Entries supplied —
+---+
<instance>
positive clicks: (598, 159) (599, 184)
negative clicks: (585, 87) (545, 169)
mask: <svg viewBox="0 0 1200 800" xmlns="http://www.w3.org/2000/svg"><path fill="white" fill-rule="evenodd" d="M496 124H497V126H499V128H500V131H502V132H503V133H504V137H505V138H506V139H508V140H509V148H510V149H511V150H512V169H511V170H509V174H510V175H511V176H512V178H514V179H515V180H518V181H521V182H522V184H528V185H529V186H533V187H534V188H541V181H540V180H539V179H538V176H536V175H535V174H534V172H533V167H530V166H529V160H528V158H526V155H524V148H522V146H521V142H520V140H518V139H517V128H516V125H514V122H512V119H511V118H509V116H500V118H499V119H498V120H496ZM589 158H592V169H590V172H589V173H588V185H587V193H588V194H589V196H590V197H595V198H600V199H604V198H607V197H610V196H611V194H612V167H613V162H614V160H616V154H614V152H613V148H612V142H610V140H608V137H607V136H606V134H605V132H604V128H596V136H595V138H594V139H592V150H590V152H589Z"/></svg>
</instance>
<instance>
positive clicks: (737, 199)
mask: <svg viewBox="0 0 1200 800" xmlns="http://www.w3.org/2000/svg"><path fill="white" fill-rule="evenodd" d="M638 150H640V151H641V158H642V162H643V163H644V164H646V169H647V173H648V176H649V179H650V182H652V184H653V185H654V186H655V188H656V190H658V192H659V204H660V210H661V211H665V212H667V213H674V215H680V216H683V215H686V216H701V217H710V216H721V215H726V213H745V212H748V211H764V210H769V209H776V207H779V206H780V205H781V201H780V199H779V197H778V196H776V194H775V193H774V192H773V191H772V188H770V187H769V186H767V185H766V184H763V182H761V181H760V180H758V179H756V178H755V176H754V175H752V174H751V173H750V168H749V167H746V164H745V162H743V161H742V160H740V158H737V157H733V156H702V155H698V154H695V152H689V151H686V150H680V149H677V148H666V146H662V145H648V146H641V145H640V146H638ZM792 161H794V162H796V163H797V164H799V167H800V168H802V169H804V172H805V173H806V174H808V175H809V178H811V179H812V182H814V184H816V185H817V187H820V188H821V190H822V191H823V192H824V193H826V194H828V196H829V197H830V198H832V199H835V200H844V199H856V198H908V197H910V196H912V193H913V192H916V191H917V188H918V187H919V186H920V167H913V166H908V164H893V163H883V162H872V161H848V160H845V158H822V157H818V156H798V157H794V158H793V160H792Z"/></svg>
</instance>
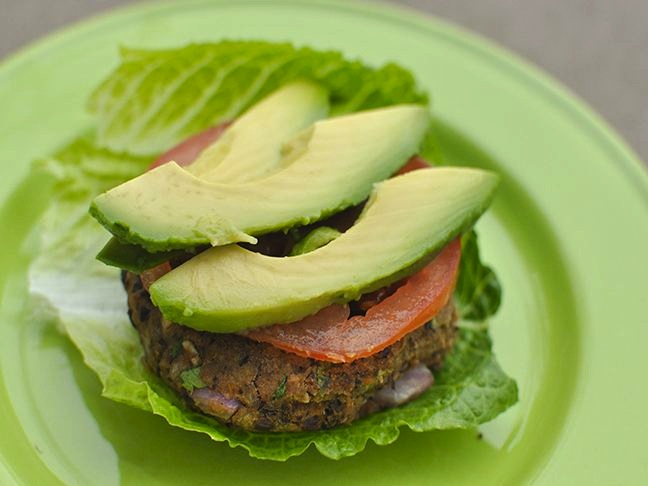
+---+
Requirement — Please copy the data above word for word, but only from the line that contains "positive clicks: (737, 199)" through the final line, both included, and without the pictures.

Solution to this exercise —
positive clicks: (737, 199)
mask: <svg viewBox="0 0 1200 800" xmlns="http://www.w3.org/2000/svg"><path fill="white" fill-rule="evenodd" d="M638 150H640V151H641V158H642V162H643V163H644V164H646V169H647V173H648V176H649V179H650V182H652V184H653V185H654V186H655V188H656V190H658V192H659V204H660V210H661V211H665V212H667V213H674V215H680V216H683V215H686V216H701V217H710V216H721V215H726V213H745V212H748V211H764V210H769V209H776V207H779V206H780V205H781V201H780V199H779V197H778V196H776V194H775V193H774V192H773V191H772V188H770V187H769V186H767V185H766V184H763V182H761V181H760V180H758V179H756V178H755V176H754V175H752V174H751V173H750V168H749V167H746V164H745V162H743V161H742V160H740V158H737V157H733V156H702V155H698V154H695V152H689V151H686V150H680V149H677V148H666V146H662V145H648V146H641V145H640V146H638ZM792 161H794V162H796V163H797V164H799V167H800V168H802V169H804V172H805V173H806V174H808V175H809V178H811V179H812V182H814V184H816V185H817V187H820V188H821V190H822V191H823V192H824V193H826V194H828V196H829V197H830V198H832V199H835V200H844V199H856V198H908V197H910V196H912V193H913V192H916V191H917V188H918V187H919V186H920V167H913V166H908V164H893V163H883V162H872V161H848V160H845V158H822V157H818V156H798V157H794V158H793V160H792Z"/></svg>
</instance>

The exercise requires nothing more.